◆ WHAT THE TASK ASKS:
Reproduce the following lines verbatim.
-- START RECORDS SUPPLIED --
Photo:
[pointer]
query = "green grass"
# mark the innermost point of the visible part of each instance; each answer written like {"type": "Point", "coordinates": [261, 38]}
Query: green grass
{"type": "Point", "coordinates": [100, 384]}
-- END RECORDS SUPPLIED --
◆ SOLUTION FOR THIS EXERCISE:
Photo:
[pointer]
query = "green grass"
# mark the innermost point of the visible part of each instance; each answer written like {"type": "Point", "coordinates": [261, 38]}
Query: green grass
{"type": "Point", "coordinates": [100, 384]}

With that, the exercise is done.